DOCUMENT SECTION
=-=-=

Applying the well-known statutory interpretation principle that
the words in the applicable provision should be read in their
“ordinary and grammatical sense harmoniously with the
scheme” of the OHSA, the OLRB determined that
s.32.07(1)(b) should be interpreted as requiring the employer to
identify the specific respondent(s) that were found to have
harassed the complainant and the corrective actions that had or
would be taken as a result of the investigation. The OLRB agreed
with Stelco that the disclosure provisions did not require the
complainant to receive a copy of the investigation report or to
know the specific discipline being imposed in the circumstances as
the latter was confidential and would not advance the purposes of
the legislation.

Takeaways for Employers

In many workplace investigations there is only a single
respondent so knowing the identity of the worker found to have
engaged in harassing behaviour is not something that can be kept
confidential. The OLRB’s decision confirms that the same
principles should apply where there are multiple respondents.
Requiring an employer to disclose which respondents engaged in
offending behaviour prevents a complainant from “being in the
dark” and without any real information about who was found to
have harassed the complainant. The OLRB was clear that with respect
to this issue, the interest in maintaining confidentiality was
outweighed by the complainant’s right to know who was found to
have engaged in harassing behaviour. Employers, therefore, must be
careful not to make promises of confidentiality that they will not
be able to maintain when conducting workplace investigations.

=-=-=

JOB 1
Rescale the listing from the line containing "For the test set, locate each instance of the chandelier" through the end of the listing, inclusive, and reproduce those lines in full with the requests included. Multiply every coordinate value in the answers by 2.1 and round each to the nearest whole number, with halves rounded up.
The text above and the listing below have no connection to each other.

=-=-=

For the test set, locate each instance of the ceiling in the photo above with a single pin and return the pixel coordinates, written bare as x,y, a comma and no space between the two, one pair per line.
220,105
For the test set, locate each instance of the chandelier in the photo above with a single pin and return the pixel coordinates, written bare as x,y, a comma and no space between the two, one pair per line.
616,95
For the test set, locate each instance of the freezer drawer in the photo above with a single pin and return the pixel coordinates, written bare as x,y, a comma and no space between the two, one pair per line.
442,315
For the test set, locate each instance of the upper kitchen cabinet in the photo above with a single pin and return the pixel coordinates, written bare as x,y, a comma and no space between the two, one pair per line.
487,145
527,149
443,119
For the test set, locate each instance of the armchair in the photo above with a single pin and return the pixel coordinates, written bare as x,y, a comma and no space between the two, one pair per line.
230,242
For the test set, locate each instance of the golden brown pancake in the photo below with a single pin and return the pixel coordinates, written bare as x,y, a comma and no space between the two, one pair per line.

=-=-=

JOB 2
Carry on the text about the labor board's ruling on disclosure after workplace harassment investigations, beginning right after its final sentence.

FINAL ANSWER 1
For the test set, locate each instance of the chandelier in the photo above with a single pin and return the pixel coordinates, written bare as x,y, a comma and no space between the two, one pair per line.
1294,200
For the test set, locate each instance of the freezer drawer in the photo above with a single pin and return the pixel coordinates, written bare as x,y, a comma and no space between the two, one pair per line.
928,662
For the test set, locate each instance of the upper kitchen cabinet in the photo above with a single pin and return the pixel coordinates, written bare as x,y, a comma and no space between the two, one pair per line.
1023,305
1107,313
930,250
For the test set, locate each instance of the armchair in the photo above with a single pin and return the pixel coordinates, written bare as x,y, a comma and no space between the two, one pair per line.
483,508
For the test set, locate each instance of the golden brown pancake in the photo below with a single pin and return the pixel coordinates, written bare as x,y, a comma and no space between the two, one pair per line.

FINAL ANSWER 2
Another important aspect of the ORLB’s decision is that
complainants and respondents are not entitled to a copy of the
investigation report and/or to know the specific findings of fact
made in the course of the investigation. This prevents workplace
parties from dissecting the investigation process itself, and the
findings from that process, which can frustrate and unduly delay
resolving the issues that gave rise to the complaint in the first
place. The OLRB’s clarification of the limits of the
information required to be provided to the workplace parties
involved in the investigation provides important guidance to
employers who often face pressure to disclose all of the
information gathered through the investigation process. It remains
to be seen whether these limits of disclosure will apply to
ancillary proceedings where the investigation may be a relevant
factor (such as a labour arbitration, wrongful dismissal or human
rights application).

Finally, the OLRB’s decision emphasizes the often delicate
balancing act employers must engage in throughout the investigation
process. Properly trained and experienced investigators, whether
internal or external to the organization, continues to be critical
in ensuring a workplace investigation is defendable in the
circumstances.

The content of this article is intended to provide a general
guide to the subject matter. Specialist advice should be sought
about your specific circumstances.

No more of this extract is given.